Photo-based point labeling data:
"""

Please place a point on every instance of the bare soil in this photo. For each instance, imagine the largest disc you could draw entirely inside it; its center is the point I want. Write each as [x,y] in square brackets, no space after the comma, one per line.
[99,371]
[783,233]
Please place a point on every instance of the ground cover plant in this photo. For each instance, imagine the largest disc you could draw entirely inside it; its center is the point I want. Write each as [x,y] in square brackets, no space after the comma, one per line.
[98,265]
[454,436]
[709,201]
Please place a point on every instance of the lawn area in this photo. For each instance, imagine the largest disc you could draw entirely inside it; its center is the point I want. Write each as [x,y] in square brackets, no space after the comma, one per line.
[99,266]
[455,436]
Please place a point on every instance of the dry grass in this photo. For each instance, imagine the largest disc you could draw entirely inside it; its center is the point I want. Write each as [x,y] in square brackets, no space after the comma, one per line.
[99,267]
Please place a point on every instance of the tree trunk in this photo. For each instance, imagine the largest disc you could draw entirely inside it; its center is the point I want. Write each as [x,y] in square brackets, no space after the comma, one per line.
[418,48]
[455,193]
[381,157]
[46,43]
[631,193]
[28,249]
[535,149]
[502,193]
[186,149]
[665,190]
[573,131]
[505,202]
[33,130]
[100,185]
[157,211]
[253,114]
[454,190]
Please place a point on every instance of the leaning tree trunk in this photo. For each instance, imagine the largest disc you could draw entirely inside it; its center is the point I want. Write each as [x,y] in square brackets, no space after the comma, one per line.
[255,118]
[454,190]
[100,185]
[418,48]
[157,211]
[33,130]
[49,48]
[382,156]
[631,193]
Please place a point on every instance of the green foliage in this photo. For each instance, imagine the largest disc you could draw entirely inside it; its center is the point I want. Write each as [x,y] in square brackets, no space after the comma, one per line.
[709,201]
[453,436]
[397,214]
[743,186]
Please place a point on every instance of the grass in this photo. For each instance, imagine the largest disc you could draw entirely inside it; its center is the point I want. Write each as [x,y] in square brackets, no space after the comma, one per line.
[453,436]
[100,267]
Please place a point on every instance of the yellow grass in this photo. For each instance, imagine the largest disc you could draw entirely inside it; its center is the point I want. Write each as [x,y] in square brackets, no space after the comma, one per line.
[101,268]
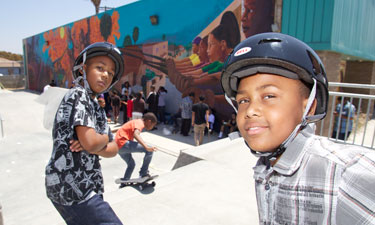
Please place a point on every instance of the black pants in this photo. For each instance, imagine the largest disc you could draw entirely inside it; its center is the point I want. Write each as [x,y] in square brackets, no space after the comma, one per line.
[185,126]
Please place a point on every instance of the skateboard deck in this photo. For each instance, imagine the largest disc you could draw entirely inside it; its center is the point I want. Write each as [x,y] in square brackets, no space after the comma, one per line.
[142,183]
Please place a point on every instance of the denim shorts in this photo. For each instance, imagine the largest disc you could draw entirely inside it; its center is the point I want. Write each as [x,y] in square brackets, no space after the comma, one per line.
[95,211]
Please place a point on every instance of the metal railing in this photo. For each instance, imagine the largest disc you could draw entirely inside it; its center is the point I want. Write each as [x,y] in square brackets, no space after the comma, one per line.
[350,116]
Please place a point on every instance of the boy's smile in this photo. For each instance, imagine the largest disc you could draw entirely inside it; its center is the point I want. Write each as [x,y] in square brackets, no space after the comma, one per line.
[269,108]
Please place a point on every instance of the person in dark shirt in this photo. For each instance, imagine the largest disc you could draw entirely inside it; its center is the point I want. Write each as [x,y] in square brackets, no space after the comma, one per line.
[74,181]
[115,102]
[200,114]
[138,107]
[152,101]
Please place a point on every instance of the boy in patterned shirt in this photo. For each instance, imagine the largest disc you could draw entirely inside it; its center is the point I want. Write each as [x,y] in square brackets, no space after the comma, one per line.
[279,85]
[74,182]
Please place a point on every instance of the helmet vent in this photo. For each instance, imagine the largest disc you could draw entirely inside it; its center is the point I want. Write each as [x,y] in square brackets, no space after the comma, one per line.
[268,40]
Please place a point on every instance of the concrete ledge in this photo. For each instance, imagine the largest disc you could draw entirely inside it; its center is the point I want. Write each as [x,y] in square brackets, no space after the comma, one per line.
[13,81]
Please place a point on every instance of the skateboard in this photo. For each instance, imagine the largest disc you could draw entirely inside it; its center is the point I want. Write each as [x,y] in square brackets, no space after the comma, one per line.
[141,183]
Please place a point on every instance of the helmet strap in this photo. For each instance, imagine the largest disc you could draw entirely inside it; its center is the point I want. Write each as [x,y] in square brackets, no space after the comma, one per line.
[230,102]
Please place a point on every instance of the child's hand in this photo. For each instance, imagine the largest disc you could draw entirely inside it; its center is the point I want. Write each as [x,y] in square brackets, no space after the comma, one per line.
[75,146]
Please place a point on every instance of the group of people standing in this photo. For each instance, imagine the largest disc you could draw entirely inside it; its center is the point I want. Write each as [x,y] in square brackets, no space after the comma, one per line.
[134,104]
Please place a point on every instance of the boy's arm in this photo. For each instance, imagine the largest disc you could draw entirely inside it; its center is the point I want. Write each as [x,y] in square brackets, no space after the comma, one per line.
[110,150]
[137,136]
[91,141]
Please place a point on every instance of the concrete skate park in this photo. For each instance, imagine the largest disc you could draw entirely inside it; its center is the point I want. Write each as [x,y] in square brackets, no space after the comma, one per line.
[210,184]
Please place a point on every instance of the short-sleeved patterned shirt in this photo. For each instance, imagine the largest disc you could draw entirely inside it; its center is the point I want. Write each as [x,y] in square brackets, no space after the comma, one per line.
[317,181]
[72,177]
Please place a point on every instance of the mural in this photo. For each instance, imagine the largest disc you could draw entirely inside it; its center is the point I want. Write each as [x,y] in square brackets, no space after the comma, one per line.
[183,53]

"""

• **Set exercise**: Omit the images and transcribe all of the records above word for word.

• **Final answer**:
Please place a point on every instance of the bare soil in this photo. For each instance, imagine the largest disc you could draw entirely inside it; its center is the point I want. Write each as [x,y] in square brackets, no space after the comma, one per line.
[99,371]
[783,233]
Please place a point on every instance of the ground cover plant in this photo. For each instance, imagine the largest disc you could draw entirely inside it; its center is the point I want. Write each as [x,y] in square brackets, no space after the comma, one per line.
[98,265]
[454,436]
[709,201]
Please place a point on every instance of the lawn area in this photo. For each instance, imagine the largest disc you could draw entirely inside it; its center is the point I want. Write each as [x,y] in square brackets, no space after the comma, one per line.
[99,266]
[455,436]
Please place a point on every instance of the dry grass in this photo. For each instance, imagine the largest disc you could draw entirely inside it; its center is the point I want. Write each as [x,y] in square brackets, no space after the comma, one per line.
[99,267]
Please place a point on every instance of the tree trunk in this photo. For each instance, imagine the largest disc you could draw entirely inside it; its center is the point I want. Write each as [x,y] in square brackets, no space after the comma, one per line.
[418,48]
[455,193]
[381,157]
[46,43]
[631,193]
[28,249]
[535,149]
[502,193]
[186,149]
[665,190]
[573,131]
[505,202]
[33,130]
[100,185]
[157,211]
[253,114]
[454,190]
Please place a point on every instance of the leaning tree trunk in this photo. For each instance, imagine the largest disc you could draw entirely inside it; its center is the point I want. Write each as [x,y] in square brackets, no space after the comma, one per line.
[255,118]
[454,190]
[100,185]
[418,48]
[157,211]
[33,130]
[49,48]
[382,156]
[631,193]
Please place a point on every instance of the green foliage in this photo. For each instance, imagine the largest disc you could draw entirely inside it; its center is the point I want. Write each as [x,y] in square brackets, no space after the comma, one per line.
[709,201]
[453,436]
[397,214]
[743,186]
Please place a point on every instance of the grass in this photo. For each instance, imagine the largest disc you could draw entirely inside it; its center is the point I want. Write each as [x,y] in square brackets, no space after the comma, one per line.
[453,436]
[100,267]
Please place a point on every instance of the yellow grass in this photo. For each instance, imagine the largest disc you could draw entirely inside it; its center is the point I want. Write each as [x,y] in square brackets, no space after the comma, one per line.
[101,268]
Please place a point on every instance of the black pants in this photo. For each instance, imagine the largest disc you could draw entirely inside it; its center is the point I want. Write each as [x,y] in square brackets, no space after the comma, one per line.
[185,126]
Please place a point on every instance of the skateboard deck in this photo. For each instance, imagine the largest disc you could draw entirely inside it; its center is the point I want. Write each as [x,y] in square brackets, no space after the comma, one per line.
[142,183]
Please place a point on every instance of the denim shorts in this photo. For each instance, imagine the largest disc you could draw entirely inside it; its center is the point I want. Write each as [x,y] in square brackets, no space after the comma, one per line.
[95,211]
Please place a point on every instance of the metal railing in this photo. For each instance, imagine the largest disc you could draw entirely inside it; its center is the point I want. Write each as [x,y] in square brackets, no space after the comma, one per line.
[350,116]
Please place a point on every instance of the boy's smile in this photo. For each instance, imagine the largest disc you could draw entirely inside it; its center is the point I want. Write each as [x,y] in square brackets, no space after the comma, one per line.
[269,108]
Please place a point on every instance of the person in dark shirt in this photo. For each instance, imagine the largest disc you could draw entirely inside it; its center is the point I want. Write each as [x,y] in square brackets, no space after the comma, one per line.
[74,181]
[115,102]
[200,114]
[138,107]
[152,101]
Please place a point on every instance of the boy in patterned shirt in this photo. For each instance, imagine the largest disc you could draw entirely inside it; its center is the point I want. Write each as [x,y] in square brackets, no space after the comma, one per line.
[279,85]
[74,182]
Please place a point on every instance of the helmet vent in this photo. For each instance, imagine the largest disc you could draw entirely inside it; its center is the point I want. Write each as [x,y] in square brackets, no space after the comma, one per line.
[268,40]
Please place a point on every instance of the concrete ledge in this photo. For each instance, imagine the largest disc you could draw entirely inside it; its center is the point I want. Write each as [x,y] in square brackets, no space after the comma, one per line.
[13,81]
Please place a point on every instance of the skateboard in this photo. For each instance, imagine the largest disc you could draw entirely inside it; its center is the point I want. Write each as [x,y] in square brackets, no space after the comma, one per line.
[141,183]
Please place a point on every instance of the helmet strap in this photo. For each instance, imagine the largest disc you could draw entirely inside it; its center is the point I want. Write each as [x,y] in square brackets, no space after the comma, one per line.
[230,102]
Please place a point on every instance of the child's hand in this photo. For each instance, imagine the largest disc you could draw entirely inside it; its center is the point I want. Write each as [x,y] in square brackets, no space after the comma, one per line.
[75,146]
Please place a point on every instance of the group of people standing in this photo. For each instance, imagine the largest disc you could draw entirely inside it; its center is the point I want. Write each as [x,y] in square brackets, no space after the comma, one per line.
[134,104]
Please place a point on every instance of the boy's arm in this photo. For each instance, imagine the largest disc you could draw entirely inside it; its center is the point I want. Write each as [x,y] in square brackets, no space after the comma, one per line.
[110,150]
[137,136]
[91,141]
Please place a point on every instance of the concrete skate park in this photo. For each instance, imagine the largest disc you could draw entirely inside it; its center is the point I want. Write each as [x,y] in square brackets, no space after the comma, one per line.
[210,184]
Please place a point on every instance of the short-sleeved patterned shirt in this photo. For each instance, imagine the largest disc you could draw entirely inside it; its center is the point I want. Write each as [x,y] in square brackets, no space after the comma, one per line.
[317,181]
[72,177]
Please place a point on every instance of the mural in this photo. For each instance, imagine the largest disc you could draw entirely inside it; its center is the point I want. Write each as [x,y] in square brackets, no space after the comma, one per line.
[183,53]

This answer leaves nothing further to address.